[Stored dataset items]

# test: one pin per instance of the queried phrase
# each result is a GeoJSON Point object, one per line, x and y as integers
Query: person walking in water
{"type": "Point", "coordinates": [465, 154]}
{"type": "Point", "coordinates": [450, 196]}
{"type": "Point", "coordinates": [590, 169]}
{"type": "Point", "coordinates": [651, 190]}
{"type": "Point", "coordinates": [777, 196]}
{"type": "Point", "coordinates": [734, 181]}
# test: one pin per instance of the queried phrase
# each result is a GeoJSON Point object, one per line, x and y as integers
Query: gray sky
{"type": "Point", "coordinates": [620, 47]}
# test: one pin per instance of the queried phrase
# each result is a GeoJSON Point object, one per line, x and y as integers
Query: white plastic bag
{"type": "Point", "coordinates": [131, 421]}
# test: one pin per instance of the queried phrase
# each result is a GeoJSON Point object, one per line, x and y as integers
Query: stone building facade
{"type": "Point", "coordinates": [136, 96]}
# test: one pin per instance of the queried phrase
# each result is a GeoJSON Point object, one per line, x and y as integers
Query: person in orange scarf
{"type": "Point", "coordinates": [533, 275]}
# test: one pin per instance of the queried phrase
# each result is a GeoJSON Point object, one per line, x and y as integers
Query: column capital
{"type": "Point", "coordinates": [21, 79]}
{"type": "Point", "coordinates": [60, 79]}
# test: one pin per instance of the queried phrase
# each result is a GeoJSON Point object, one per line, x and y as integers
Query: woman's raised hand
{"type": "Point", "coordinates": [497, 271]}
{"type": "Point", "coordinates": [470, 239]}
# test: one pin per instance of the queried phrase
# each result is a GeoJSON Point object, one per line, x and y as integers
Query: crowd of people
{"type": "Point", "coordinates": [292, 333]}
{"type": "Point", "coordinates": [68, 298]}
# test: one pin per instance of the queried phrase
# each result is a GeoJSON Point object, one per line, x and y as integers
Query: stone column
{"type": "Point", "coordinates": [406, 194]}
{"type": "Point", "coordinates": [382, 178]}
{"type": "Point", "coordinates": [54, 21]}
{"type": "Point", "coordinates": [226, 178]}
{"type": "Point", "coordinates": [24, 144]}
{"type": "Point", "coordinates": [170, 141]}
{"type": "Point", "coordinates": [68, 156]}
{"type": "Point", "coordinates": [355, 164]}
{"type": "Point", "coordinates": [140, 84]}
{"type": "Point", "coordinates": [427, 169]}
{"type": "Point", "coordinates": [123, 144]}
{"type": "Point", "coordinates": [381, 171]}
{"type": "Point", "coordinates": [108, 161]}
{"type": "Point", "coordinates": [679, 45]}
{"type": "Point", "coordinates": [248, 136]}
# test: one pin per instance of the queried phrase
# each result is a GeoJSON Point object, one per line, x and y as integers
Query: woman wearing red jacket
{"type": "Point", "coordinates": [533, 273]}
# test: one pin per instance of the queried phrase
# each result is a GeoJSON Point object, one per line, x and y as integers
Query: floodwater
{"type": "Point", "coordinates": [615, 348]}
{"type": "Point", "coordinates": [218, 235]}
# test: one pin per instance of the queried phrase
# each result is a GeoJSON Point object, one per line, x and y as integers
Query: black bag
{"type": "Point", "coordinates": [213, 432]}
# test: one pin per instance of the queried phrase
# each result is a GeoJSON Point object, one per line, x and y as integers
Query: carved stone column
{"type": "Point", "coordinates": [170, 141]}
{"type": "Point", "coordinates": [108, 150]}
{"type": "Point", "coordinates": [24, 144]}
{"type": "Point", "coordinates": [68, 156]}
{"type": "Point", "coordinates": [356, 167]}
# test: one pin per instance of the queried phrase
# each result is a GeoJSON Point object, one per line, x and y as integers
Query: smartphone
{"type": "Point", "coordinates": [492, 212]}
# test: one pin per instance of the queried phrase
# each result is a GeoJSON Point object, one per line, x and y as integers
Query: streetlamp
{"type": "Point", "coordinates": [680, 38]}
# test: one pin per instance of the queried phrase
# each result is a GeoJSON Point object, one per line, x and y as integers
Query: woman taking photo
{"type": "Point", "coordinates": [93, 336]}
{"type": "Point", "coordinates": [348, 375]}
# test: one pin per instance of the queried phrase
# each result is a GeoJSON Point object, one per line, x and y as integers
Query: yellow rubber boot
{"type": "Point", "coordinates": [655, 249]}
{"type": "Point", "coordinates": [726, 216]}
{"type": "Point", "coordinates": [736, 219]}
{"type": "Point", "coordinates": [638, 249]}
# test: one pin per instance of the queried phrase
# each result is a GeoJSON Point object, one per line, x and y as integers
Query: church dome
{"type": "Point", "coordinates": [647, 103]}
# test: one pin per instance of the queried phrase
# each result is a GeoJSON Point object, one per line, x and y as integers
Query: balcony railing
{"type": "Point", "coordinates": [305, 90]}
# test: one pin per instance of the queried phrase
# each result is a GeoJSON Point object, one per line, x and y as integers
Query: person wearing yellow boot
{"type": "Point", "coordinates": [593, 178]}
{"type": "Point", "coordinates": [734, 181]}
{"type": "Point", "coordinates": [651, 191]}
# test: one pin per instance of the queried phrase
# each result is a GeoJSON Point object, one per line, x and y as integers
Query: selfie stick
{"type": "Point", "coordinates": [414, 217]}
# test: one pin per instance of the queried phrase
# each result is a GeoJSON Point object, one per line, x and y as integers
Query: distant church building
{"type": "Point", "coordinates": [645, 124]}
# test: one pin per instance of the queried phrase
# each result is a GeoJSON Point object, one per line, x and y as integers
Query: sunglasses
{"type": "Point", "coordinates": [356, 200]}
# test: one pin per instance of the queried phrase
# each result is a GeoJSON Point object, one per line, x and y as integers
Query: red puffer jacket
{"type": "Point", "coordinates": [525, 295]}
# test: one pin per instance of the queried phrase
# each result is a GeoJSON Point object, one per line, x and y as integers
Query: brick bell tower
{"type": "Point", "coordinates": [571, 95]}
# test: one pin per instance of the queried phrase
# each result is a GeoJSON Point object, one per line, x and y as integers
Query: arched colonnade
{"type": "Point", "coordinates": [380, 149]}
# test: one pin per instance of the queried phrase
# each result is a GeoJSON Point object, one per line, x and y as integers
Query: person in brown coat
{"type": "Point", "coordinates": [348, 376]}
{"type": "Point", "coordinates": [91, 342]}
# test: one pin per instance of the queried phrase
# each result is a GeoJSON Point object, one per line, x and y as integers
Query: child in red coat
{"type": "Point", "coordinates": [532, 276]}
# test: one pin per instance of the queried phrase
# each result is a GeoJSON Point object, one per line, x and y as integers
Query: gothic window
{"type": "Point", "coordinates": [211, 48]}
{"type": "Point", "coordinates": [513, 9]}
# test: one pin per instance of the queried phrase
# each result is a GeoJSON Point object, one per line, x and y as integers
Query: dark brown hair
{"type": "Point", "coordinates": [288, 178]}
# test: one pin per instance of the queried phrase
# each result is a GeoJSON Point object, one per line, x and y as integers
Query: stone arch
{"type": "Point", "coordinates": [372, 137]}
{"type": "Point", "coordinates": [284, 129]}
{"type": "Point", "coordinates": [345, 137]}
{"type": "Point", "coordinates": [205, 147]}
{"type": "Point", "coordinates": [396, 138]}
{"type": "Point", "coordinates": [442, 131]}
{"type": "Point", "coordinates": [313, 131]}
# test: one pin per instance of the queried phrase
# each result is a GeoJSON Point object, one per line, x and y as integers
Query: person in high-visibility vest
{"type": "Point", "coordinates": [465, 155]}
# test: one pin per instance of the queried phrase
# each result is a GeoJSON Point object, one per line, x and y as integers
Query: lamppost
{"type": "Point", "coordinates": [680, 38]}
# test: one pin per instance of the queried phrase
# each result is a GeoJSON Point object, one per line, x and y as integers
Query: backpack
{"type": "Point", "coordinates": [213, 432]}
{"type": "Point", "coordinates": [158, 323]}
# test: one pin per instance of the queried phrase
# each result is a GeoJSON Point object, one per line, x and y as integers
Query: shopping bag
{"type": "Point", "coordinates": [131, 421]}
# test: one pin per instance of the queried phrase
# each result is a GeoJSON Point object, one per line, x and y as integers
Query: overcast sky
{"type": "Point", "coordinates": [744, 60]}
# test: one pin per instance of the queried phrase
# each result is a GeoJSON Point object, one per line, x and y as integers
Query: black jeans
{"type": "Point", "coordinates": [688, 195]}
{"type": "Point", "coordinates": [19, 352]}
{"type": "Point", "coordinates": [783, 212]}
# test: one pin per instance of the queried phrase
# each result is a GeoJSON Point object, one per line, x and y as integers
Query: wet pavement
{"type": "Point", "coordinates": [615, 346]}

REQUIREMENT
Give back the lines above exactly, from the one with "Query: stone arch" through the last line.

SOLUTION FOR THIS TASK
Query: stone arch
{"type": "Point", "coordinates": [372, 137]}
{"type": "Point", "coordinates": [284, 129]}
{"type": "Point", "coordinates": [345, 137]}
{"type": "Point", "coordinates": [205, 147]}
{"type": "Point", "coordinates": [396, 138]}
{"type": "Point", "coordinates": [442, 131]}
{"type": "Point", "coordinates": [313, 131]}
# test: one pin per instance of the queried phrase
# each result is a GeoJSON Point object, one per line, x and y as integers
Query: person in high-visibility vest
{"type": "Point", "coordinates": [465, 155]}
# test: one pin per instance of the queried phrase
# each result is a GeoJSON Point object, one per line, x and y as integers
Query: lamppost
{"type": "Point", "coordinates": [680, 38]}
# test: one pin per instance of the queried phrase
# each result is a GeoJSON Point object, one per line, x and y as integers
Query: backpack
{"type": "Point", "coordinates": [213, 432]}
{"type": "Point", "coordinates": [158, 323]}
# test: one pin per instance of the queried phrase
# each result is a GeoJSON Point object, one per line, x and y as integers
Query: shopping bag
{"type": "Point", "coordinates": [131, 421]}
# test: one pin per instance of the queried phrase
# each result is a GeoJSON Point object, one per line, x and y as integers
Query: overcast sky
{"type": "Point", "coordinates": [744, 60]}
# test: one pin per instance of the queried phrase
# each result is a GeoJSON Point object, one per line, x and y as integers
Query: black jeans
{"type": "Point", "coordinates": [688, 195]}
{"type": "Point", "coordinates": [19, 352]}
{"type": "Point", "coordinates": [783, 212]}
# test: one pin per instance of the queried phrase
# each result is a GeoJSON Point object, one per line, x and y as integers
Query: wet pavement
{"type": "Point", "coordinates": [615, 346]}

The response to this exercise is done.